Return every line of the entries below as a JSON list of strings, one string per line, skipping blank lines and leaving out the picture lines.
___ EXTRACTED INFORMATION
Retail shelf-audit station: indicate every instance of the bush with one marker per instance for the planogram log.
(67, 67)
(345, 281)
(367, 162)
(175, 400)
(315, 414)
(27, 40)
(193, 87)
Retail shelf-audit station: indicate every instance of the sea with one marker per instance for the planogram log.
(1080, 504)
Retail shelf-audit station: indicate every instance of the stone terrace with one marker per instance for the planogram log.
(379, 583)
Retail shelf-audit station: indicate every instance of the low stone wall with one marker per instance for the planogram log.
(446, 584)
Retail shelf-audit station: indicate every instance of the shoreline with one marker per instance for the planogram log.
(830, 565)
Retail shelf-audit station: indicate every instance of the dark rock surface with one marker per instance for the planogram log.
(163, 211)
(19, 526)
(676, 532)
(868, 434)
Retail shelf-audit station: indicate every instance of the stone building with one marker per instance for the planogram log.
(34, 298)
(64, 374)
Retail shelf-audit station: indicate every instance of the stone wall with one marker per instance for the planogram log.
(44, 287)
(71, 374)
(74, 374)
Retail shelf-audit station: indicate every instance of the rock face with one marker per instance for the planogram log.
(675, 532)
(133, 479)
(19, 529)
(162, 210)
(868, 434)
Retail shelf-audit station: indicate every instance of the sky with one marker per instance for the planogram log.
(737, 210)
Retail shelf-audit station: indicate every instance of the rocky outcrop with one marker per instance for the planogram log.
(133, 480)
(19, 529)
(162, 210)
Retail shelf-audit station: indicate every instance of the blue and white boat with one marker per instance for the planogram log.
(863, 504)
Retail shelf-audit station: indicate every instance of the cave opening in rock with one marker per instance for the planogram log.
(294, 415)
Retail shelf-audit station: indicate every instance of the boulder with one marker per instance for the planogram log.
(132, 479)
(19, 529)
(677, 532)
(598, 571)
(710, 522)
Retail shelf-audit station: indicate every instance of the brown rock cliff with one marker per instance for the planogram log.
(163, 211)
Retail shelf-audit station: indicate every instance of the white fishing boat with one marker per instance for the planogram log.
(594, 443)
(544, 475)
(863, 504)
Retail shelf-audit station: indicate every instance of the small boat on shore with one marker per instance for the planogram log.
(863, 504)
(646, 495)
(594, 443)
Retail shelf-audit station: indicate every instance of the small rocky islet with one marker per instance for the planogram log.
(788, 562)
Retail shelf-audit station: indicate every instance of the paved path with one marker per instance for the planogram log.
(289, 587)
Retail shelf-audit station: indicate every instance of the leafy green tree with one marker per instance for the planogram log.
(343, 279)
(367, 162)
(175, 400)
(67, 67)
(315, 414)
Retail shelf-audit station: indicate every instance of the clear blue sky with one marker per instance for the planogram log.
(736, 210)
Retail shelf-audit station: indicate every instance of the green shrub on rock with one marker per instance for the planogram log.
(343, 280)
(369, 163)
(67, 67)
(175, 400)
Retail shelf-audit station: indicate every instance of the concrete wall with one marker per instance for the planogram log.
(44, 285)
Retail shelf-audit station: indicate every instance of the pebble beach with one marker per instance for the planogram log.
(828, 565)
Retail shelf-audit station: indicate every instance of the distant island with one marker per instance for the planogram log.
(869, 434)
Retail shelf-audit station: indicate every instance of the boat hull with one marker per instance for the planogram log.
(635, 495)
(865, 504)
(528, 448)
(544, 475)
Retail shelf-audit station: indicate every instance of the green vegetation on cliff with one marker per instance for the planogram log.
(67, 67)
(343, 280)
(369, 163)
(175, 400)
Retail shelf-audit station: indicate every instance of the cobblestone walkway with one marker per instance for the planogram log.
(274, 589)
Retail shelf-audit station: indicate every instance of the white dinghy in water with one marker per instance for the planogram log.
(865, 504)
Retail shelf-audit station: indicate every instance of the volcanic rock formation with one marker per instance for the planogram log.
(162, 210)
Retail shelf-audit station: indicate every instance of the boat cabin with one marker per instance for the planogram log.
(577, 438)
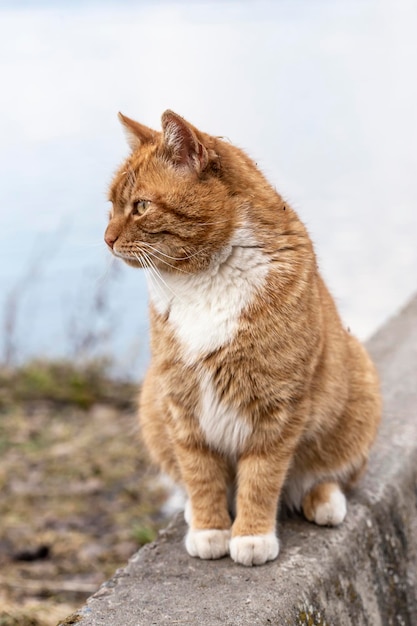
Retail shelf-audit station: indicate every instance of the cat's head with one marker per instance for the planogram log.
(173, 200)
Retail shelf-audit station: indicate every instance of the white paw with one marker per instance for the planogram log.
(207, 544)
(333, 512)
(254, 549)
(188, 512)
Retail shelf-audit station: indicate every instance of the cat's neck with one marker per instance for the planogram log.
(204, 308)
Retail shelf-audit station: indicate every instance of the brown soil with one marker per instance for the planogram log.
(77, 499)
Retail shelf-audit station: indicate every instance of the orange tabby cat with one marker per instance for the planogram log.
(255, 391)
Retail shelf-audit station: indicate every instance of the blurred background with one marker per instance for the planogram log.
(321, 94)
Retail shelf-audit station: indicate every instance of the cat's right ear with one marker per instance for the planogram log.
(136, 134)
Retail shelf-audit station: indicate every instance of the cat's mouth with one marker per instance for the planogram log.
(131, 260)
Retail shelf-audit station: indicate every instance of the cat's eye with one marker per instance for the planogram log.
(140, 207)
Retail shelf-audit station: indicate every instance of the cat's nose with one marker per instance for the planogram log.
(110, 237)
(110, 240)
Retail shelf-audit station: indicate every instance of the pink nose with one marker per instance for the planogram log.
(110, 240)
(110, 236)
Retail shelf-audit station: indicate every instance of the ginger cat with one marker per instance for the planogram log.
(255, 391)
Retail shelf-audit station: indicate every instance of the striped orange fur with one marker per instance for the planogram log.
(255, 391)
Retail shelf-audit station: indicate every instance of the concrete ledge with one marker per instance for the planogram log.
(363, 573)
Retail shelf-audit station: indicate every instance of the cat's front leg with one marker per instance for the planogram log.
(205, 477)
(260, 479)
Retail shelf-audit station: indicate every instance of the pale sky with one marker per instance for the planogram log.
(321, 94)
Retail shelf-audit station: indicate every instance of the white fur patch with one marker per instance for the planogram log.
(204, 308)
(207, 544)
(333, 512)
(254, 549)
(224, 429)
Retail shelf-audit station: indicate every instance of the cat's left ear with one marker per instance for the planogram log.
(136, 134)
(183, 146)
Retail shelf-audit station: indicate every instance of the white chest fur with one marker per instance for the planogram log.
(204, 308)
(224, 429)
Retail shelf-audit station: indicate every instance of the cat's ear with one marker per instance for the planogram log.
(136, 134)
(182, 144)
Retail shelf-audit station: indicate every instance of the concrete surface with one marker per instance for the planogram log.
(363, 573)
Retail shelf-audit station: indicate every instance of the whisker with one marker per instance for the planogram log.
(173, 258)
(155, 256)
(159, 275)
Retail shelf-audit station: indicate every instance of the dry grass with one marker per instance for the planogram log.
(77, 498)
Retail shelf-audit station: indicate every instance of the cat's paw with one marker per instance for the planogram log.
(325, 505)
(254, 549)
(207, 544)
(332, 512)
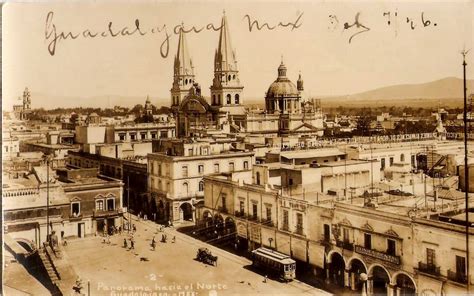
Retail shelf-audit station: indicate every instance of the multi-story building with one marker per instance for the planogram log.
(395, 241)
(81, 203)
(176, 172)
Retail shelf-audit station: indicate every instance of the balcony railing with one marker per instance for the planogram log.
______
## FINAL RESULT
[
  "Retail shelf-audit station: indicate every instance of the bush with one marker per instance for the planogram log.",
  "(67, 67)",
  "(345, 281)",
  "(367, 162)",
  "(175, 400)",
  "(315, 414)",
  "(27, 40)",
  "(193, 87)",
  "Retail shelf-audit station: indicate every instance of the sea with one marker per instance for the planogram log.",
  "(1080, 504)",
  "Retail shelf-audit station: indicate every instance of the stone terrace with one marker per instance for the planogram log.",
  "(379, 583)",
  "Retail shelf-audit station: indicate every instance of the low stone wall with one marker per instance for the planogram log.",
  "(446, 584)",
  "Retail shelf-audit station: indicate every instance of the shoreline with one marker per instance for the planogram log.",
  "(830, 565)",
  "Retail shelf-audit station: indicate every instance of the dark rock surface with one marker per instance for the planogram log.",
  "(163, 211)",
  "(19, 526)",
  "(676, 532)",
  "(868, 434)",
  "Retail shelf-audit station: indicate every instance of the stone building with one marker per instance for the planogram log.",
  "(34, 298)",
  "(64, 374)",
  "Retail shelf-audit station: indicate every instance of the stone wall with one marker per instance for the planogram log.",
  "(44, 287)",
  "(71, 374)",
  "(74, 374)",
  "Retail shelf-audit station: indicate every instance of the rock face with one marker per instance for the planogram log.",
  "(675, 532)",
  "(133, 479)",
  "(19, 529)",
  "(162, 210)",
  "(868, 434)",
  "Retail shelf-audit station: indicate every instance of the sky with one marker per instance for the planogram log.",
  "(737, 210)",
  "Retail shelf-audit station: indicate every instance of the rocky outcrop with one marker per instance for the planogram log.",
  "(133, 480)",
  "(19, 529)",
  "(162, 210)",
  "Retail shelf-audit station: indicate every instance of the blue and white boat with one marker per instance for the planogram log.",
  "(863, 504)",
  "Retail shelf-audit station: indicate every instance of the cave opening in rock with one marker per instance for the planogram log.",
  "(294, 415)",
  "Retail shelf-audit station: indicate every instance of the boulder with one marker per instance for the planogram log.",
  "(132, 479)",
  "(19, 529)",
  "(677, 532)",
  "(598, 571)",
  "(710, 522)",
  "Retail shelf-audit station: indicate every instance of the brown rock cliff with one marker per instance for the planogram log.",
  "(163, 211)",
  "Retail shelf-audit station: indicate every instance of the white fishing boat with one marker per instance for the planogram log.",
  "(594, 443)",
  "(544, 475)",
  "(863, 504)",
  "Retail shelf-audit station: indicate every instance of the small boat on shore with one marker per instance for the planogram log.",
  "(863, 504)",
  "(646, 495)",
  "(594, 443)",
  "Retail shelf-audit station: indicate every instance of the small rocky islet with one marker per instance for the planogram log.",
  "(788, 562)",
  "Retail shelf-audit station: indicate every instance of the paved path with one marker per instance for the planogram log.",
  "(289, 587)",
  "Retail shelf-audit station: indicate every instance of the leafy green tree with one marker per instance for the planogram log.",
  "(343, 279)",
  "(367, 162)",
  "(175, 400)",
  "(67, 67)",
  "(315, 414)",
  "Retail shelf-audit station: indicate every instance of the clear blue sky with one marker per instance for the planogram log.",
  "(736, 210)",
  "Retail shelf-audit station: indicate every instance of the green shrub on rock with one marker per instance for the planogram log.",
  "(343, 280)",
  "(369, 163)",
  "(67, 67)",
  "(175, 400)",
  "Retail shelf-audit station: indicate every instance of the concrete wall with one marker per instance for the planogram log.",
  "(44, 285)",
  "Retail shelf-audit station: indicate every instance of the pebble beach with one marker per instance for the planogram log.",
  "(828, 565)",
  "Retail shelf-audit station: indicate every instance of the distant island with one marker per instance for the planogram log.",
  "(869, 434)",
  "Retail shelf-audit station: indicate every instance of the boat hull with one marker per instance for the planogram log.",
  "(635, 495)",
  "(865, 504)",
  "(528, 448)",
  "(544, 475)",
  "Retail shelf-audit station: indicate every instance of the green vegetation on cliff with one marker per instance for the planogram log.",
  "(67, 67)",
  "(343, 280)",
  "(369, 163)",
  "(175, 400)",
  "Retail shelf-audit station: indicate every instance of the cobblestone walkway with one marker per instance for the planogram log.",
  "(274, 589)",
  "Retail shelf-audit station: indicate every instance of the white dinghy in water with one marker per instance for the planogram log.",
  "(865, 504)",
  "Retail shelf-audit station: indicate every instance of the volcanic rock formation with one marker per instance for the planogram log.",
  "(162, 210)",
  "Retail shelf-audit station: indicate every instance of the boat cabin with one marker per instance for the planogram log.",
  "(577, 438)",
  "Retail shelf-audit station: indicate every instance of the cat's head with one marker per instance for the planogram log.",
  "(173, 200)",
  "Retail shelf-audit station: indicate every instance of the white paw with one marker per instance for the planogram log.",
  "(207, 544)",
  "(333, 512)",
  "(254, 549)",
  "(188, 512)",
  "Retail shelf-audit station: indicate every instance of the cat's neck with one marker per instance for the planogram log.",
  "(204, 308)",
  "Retail shelf-audit station: indicate every instance of the brown soil with one marker per instance for the planogram log.",
  "(77, 499)",
  "Retail shelf-audit station: indicate every instance of the orange tabby cat with one marker per instance for the planogram log.",
  "(255, 391)",
  "Retail shelf-audit station: indicate every instance of the blurred background with one marker per instance for the planogram log.",
  "(321, 94)",
  "Retail shelf-audit station: indicate every instance of the cat's right ear with one marker per instance for the planogram log.",
  "(136, 134)",
  "Retail shelf-audit station: indicate every instance of the cat's mouth with one marker per instance for the planogram log.",
  "(131, 260)",
  "Retail shelf-audit station: indicate every instance of the cat's eye with one marker per instance for the planogram log.",
  "(140, 207)",
  "Retail shelf-audit station: indicate every instance of the cat's nose with one marker per instance for the planogram log.",
  "(110, 237)",
  "(110, 240)",
  "Retail shelf-audit station: indicate every instance of the pink nose with one marker per instance for the planogram log.",
  "(110, 240)",
  "(110, 236)",
  "Retail shelf-audit station: indicate every instance of the ginger cat with one marker per instance for the planogram log.",
  "(255, 391)",
  "Retail shelf-audit station: indicate every instance of the striped orange fur with one marker per instance for the planogram log.",
  "(255, 391)",
  "Retail shelf-audit station: indicate every instance of the concrete ledge with one marker per instance for the planogram log.",
  "(363, 573)",
  "Retail shelf-audit station: indicate every instance of the cat's front leg with one marker per instance for the planogram log.",
  "(205, 477)",
  "(260, 479)",
  "Retail shelf-audit station: indicate every instance of the pale sky with one marker per instance for the planogram log.",
  "(321, 94)",
  "Retail shelf-audit station: indicate every instance of the white fur patch with one marker per instance for the planogram log.",
  "(204, 308)",
  "(207, 544)",
  "(333, 512)",
  "(254, 549)",
  "(224, 429)",
  "Retail shelf-audit station: indicate every instance of the cat's left ear with one marker per instance for the planogram log.",
  "(136, 134)",
  "(183, 146)",
  "Retail shelf-audit station: indicate every instance of the white chest fur with one marker per instance for the planogram log.",
  "(204, 308)",
  "(224, 429)",
  "Retail shelf-audit station: indicate every instance of the cat's ear with one marker per instance for the planogram log.",
  "(136, 134)",
  "(182, 144)",
  "Retail shelf-audit station: indicate every instance of the concrete surface with one marker per instance for the planogram log.",
  "(363, 573)",
  "Retail shelf-audit station: indicate every instance of the whisker with one marker per instance for the planogram log.",
  "(173, 258)",
  "(155, 256)",
  "(159, 275)",
  "Retail shelf-audit station: indicate every instance of the dry grass with one marker per instance for the planogram log.",
  "(77, 498)",
  "Retail shelf-audit station: indicate every instance of the cat's paw with one marker per instance for the planogram log.",
  "(325, 505)",
  "(254, 549)",
  "(207, 544)",
  "(332, 512)",
  "Retail shelf-audit station: indicate every instance of the multi-story building with one marker per instance for the planogram log.",
  "(395, 241)",
  "(81, 203)",
  "(176, 172)",
  "Retail shelf-audit station: indicate every instance of the balcony railing with one marker per instance for the planogram log."
]